(PROBLEMS TO WORK ON)
1/ In the account of the proposed justice journal and association, what season and year was the journal's first issue hoped to arrive?
2/ From the account of the proposed justice journal and association, transcribe the stretch from "In 1995 Dennis" through "Fall of 1996.".

(TEXT EXTRACT)
In 1995 Dennis Sullivan and Larry Tifft discussed the possibility of creating a new journal that would publish work on justice that had a difficult time finding a home in conventional academic journals because of its view of the nation-state and the globalizing market economy. They began to outline an issue of the journal which they tentatively called Contemporary Criminology: A Journal of Ideas Predisposed Toward Radical Democratization. It was hoped that the first issue might arrive during the Fall of 1996.
About the same time, Dennis and Larry also spoke about creating a new association for scholars, activists, and practitioners that would serve as an alternative to the conventional academic criminology and criminal justice organizations. It was suggested that the members of this association might come together each year and share their ideas and discuss their current work in mostly plenary sessions. Great emphasis would be put on the participation of everyone present through extensive discussions. An invitation would be extended to all those associated with the restorative justice community who, though they met periodically around the globe, had no permanent home or community with which to share their ideas and find support.

(DATA BLOCK)

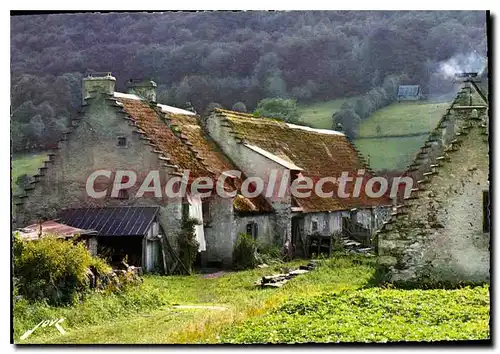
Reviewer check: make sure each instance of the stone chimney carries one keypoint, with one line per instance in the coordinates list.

(SOLUTIONS)
1/ The Fall of 1996.

2/
In 1995 Dennis Sullivan and Larry Tifft discussed the possibility of creating a new journal that would publish work on justice that had a difficult time finding a home in conventional academic journals because of its view of the nation-state and the globalizing market economy. They began to outline an issue of the journal which they tentatively called Contemporary Criminology: A Journal of Ideas Predisposed Toward Radical Democratization. It was hoped that the first issue might arrive during the Fall of 1996.